Task brief:
Repeat nothing but the lines below running from the one containing "Category: teeth" to the one containing "Category: man's nose". Keep both end lines.
---- Source records
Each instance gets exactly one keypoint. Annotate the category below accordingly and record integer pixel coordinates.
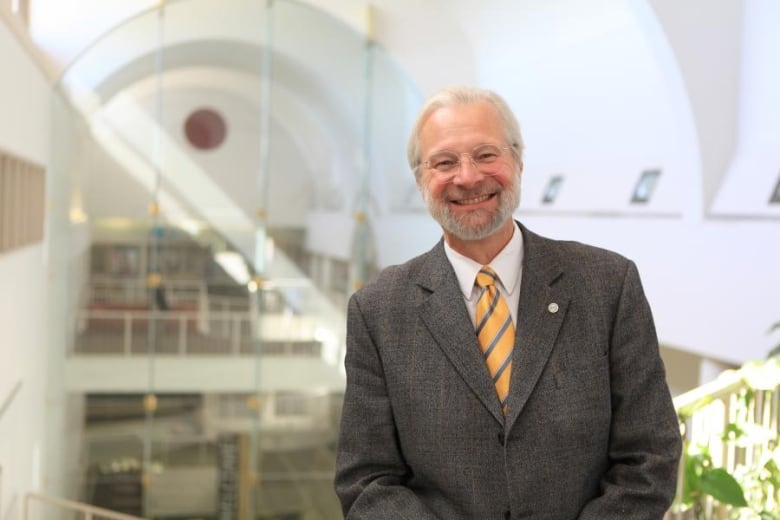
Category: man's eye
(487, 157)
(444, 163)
--------
---- Source records
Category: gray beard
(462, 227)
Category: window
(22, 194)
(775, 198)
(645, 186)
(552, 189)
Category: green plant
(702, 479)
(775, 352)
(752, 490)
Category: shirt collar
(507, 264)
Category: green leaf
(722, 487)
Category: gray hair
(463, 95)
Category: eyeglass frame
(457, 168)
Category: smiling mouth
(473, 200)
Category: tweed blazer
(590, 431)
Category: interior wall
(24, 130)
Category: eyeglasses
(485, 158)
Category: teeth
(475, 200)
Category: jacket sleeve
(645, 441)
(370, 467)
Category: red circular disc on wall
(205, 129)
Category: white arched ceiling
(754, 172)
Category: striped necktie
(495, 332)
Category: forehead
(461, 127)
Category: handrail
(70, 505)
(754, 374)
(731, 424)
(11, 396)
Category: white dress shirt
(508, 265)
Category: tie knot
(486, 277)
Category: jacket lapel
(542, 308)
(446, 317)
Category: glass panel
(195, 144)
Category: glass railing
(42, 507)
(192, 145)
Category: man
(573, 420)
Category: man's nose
--------
Answer box:
Category: teeth
(475, 200)
Category: jacket sleeve
(645, 441)
(370, 467)
Category: red circular disc on wall
(205, 129)
Category: white arched ceiling
(754, 172)
Category: striped necktie
(495, 332)
Category: forehead
(461, 127)
Category: handrail
(70, 505)
(754, 374)
(731, 424)
(11, 396)
Category: white dress shirt
(508, 265)
Category: tie knot
(486, 277)
Category: jacket lapel
(542, 308)
(446, 317)
Category: glass panel
(195, 144)
Category: glass railing
(42, 507)
(192, 145)
Category: man
(573, 420)
Category: man's nose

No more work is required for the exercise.